# Exercise 1
Please return these lines of the records unchanged, from the line containing "If you could tag the shadow" through the last line of the records, with both ends included.

In Sydney’s case the flashpoint is Westconnex, a new motorway completing 33 kilometres of ‘missing links’ around eastern reaches of the Orbital Motorway Network, currently in early stages of construction. One section swerves over parts of the city’s gentrified inner-south and inner-west. Resistance from a coalition of local residents, municipal politicians, academics, anti-mobility activists and inner-city based media has been vehement and implacable.

The 2012 New South Wales Long Term Transport Master Plan (“Long Term Plan”), amongst other documents, sets out the NSW Government’s basic case for the project. “With Sydney growing, we need to fill the missing gaps”, says the plan, “a fully connected motorway network will be the cornerstone of a free flowing road network.” This sounds like a platitude but it expresses the fundamental point. Orbital motorways are otherwise known as ring-roads, loops and circumferential highways. The words ‘orbital’, ‘ring’, ‘loop’ and ‘circumference’ suggest a complete circle or circuit. Motorists can circulate faster and more freely around a whole metropolitan region without entangling themselves in the arterial road or street system. Intersections, traffic lights and cross-streets (‘at-grade crossings’) are replaced by overpasses and underpasses while interchange ramps facilitate entrances and exits.

# Exercise 2
Condense the paragraph of the Westconnex passage that begins "The 2012 New South Wales Long Term Transport Master Plan" into a short bulleted list of its main points.

# Source records
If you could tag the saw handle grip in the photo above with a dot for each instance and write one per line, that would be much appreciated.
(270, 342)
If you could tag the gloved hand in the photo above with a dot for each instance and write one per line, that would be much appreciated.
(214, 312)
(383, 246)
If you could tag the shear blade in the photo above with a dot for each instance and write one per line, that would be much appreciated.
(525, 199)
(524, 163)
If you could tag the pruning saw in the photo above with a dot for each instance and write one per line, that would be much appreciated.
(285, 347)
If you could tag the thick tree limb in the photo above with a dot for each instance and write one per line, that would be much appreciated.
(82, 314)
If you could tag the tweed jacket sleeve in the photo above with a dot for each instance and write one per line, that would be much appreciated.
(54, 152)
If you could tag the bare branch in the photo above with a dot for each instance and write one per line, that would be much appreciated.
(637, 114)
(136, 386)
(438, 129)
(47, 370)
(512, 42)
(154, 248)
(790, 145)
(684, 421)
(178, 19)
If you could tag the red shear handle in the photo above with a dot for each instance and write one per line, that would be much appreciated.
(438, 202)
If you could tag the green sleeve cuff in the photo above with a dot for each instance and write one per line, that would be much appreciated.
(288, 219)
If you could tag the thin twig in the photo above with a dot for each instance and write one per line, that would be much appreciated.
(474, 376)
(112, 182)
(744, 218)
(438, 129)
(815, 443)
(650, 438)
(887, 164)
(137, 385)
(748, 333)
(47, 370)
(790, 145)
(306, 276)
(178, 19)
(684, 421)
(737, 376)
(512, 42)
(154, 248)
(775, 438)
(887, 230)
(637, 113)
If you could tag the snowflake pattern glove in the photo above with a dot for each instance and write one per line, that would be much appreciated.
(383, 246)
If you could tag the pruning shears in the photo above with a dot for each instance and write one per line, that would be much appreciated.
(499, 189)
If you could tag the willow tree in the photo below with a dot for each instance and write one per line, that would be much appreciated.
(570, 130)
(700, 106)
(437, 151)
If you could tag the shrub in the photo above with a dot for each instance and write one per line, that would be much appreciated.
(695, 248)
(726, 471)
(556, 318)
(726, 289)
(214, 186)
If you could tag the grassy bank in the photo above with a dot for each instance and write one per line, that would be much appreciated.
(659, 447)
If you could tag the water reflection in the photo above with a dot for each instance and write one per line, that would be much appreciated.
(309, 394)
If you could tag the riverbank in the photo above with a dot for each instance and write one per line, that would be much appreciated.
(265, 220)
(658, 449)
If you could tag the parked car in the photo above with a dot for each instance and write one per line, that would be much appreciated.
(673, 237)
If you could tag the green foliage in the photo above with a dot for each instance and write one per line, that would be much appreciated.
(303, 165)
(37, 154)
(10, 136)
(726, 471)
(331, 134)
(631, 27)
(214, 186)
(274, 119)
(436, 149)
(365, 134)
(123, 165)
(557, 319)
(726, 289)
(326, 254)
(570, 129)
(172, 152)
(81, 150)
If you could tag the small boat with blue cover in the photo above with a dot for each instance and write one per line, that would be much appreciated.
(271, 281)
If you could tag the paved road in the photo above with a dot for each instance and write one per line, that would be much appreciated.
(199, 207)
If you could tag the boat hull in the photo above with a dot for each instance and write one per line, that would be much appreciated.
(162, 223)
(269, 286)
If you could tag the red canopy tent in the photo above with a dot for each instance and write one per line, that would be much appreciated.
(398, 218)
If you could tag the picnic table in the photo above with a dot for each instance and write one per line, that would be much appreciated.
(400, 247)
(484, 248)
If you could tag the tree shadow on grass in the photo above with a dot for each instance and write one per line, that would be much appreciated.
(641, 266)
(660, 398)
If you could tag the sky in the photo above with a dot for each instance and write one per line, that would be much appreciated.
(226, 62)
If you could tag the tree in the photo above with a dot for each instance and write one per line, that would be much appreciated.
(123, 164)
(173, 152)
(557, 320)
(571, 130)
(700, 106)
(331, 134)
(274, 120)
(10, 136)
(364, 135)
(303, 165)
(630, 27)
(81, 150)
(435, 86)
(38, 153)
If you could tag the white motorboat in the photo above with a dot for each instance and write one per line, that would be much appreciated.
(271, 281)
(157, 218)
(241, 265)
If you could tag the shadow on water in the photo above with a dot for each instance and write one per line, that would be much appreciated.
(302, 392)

# Complete answer 1
If you could tag the shadow on water in the photo above with a dot for each instance and write one per line, that would be much appreciated.
(302, 392)

# Complete answer 2
- The 2012 NSW Long Term Transport Master Plan, among other documents, sets out the NSW Government's basic case for Westconnex.
- The plan says that because Sydney is growing, the missing gaps must be filled, and that a fully connected motorway network will be the cornerstone of a free-flowing road network.
- This sounds like a platitude but expresses the fundamental point.
- Orbital motorways, also called ring-roads, loops and circumferential highways, suggest a complete circle or circuit.
- They let motorists circulate faster and more freely around a whole metropolitan region without entering the arterial road or street system.
- At-grade crossings (intersections, traffic lights and cross-streets) are replaced by overpasses and underpasses, and interchange ramps handle entrances and exits.